## Work required
Rewrite every line of the rows below as a numbered list, dropping blank lines. Leave the pictures out of your answer.

##### Stored data

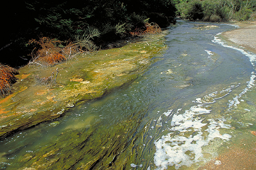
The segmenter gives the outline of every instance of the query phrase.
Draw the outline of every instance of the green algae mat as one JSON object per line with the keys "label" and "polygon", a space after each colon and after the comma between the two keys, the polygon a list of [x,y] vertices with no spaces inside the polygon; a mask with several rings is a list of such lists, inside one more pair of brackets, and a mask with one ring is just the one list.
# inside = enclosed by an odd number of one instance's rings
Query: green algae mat
{"label": "green algae mat", "polygon": [[[13,93],[0,99],[0,138],[59,118],[70,108],[134,80],[166,49],[164,36],[148,35],[121,47],[81,54],[51,67],[19,68]],[[56,86],[36,81],[36,77],[56,76],[57,70]]]}

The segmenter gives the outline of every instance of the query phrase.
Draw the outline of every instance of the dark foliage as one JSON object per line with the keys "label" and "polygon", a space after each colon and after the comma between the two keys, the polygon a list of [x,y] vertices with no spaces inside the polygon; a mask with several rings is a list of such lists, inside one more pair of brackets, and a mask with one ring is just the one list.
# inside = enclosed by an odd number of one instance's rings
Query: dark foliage
{"label": "dark foliage", "polygon": [[24,0],[9,1],[5,6],[8,10],[1,12],[4,29],[0,62],[14,67],[30,60],[28,54],[34,47],[27,45],[30,39],[47,37],[72,41],[90,26],[100,31],[100,37],[94,40],[100,45],[144,26],[148,18],[167,26],[176,12],[172,0]]}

##########

## Final result
1. The segmenter gives the outline of every instance of the query phrase.
2. Draw the outline of every instance of the green algae mat as one JSON object per line with the keys "label" and "polygon", a space after each colon and after the comma between the two keys, the polygon a list of [x,y] vertices with no spaces inside the polygon; a mask with several rings is a list of such lists, inside one more pair of brackets, and a mask with one ring is just the one list.
3. # inside = enclosed by an odd number of one instance's rings
4. Query: green algae mat
5. {"label": "green algae mat", "polygon": [[[13,93],[0,99],[0,138],[59,118],[70,108],[134,80],[166,49],[164,36],[148,35],[121,47],[81,54],[51,67],[19,68]],[[56,86],[36,81],[36,77],[56,76],[57,70]]]}
6. The segmenter gives the outline of every instance of the query phrase.
7. Draw the outline of every instance of the dark foliage as one JSON object per line with the keys "label" and "polygon", a space after each colon and after the comma between the two keys, the polygon a list of [x,y] vertices with no spaces inside the polygon; a mask with several rings is a list of such lists, inside one more pair of brackets, and a mask with one ring is just the one list.
8. # inside = enclosed by an odd number of one instance's rings
9. Query: dark foliage
10. {"label": "dark foliage", "polygon": [[24,0],[9,1],[5,6],[8,10],[1,12],[4,29],[0,62],[14,67],[30,60],[28,54],[34,47],[27,45],[30,39],[47,37],[72,41],[90,26],[100,31],[100,37],[94,40],[100,45],[144,26],[148,18],[167,26],[176,12],[172,0]]}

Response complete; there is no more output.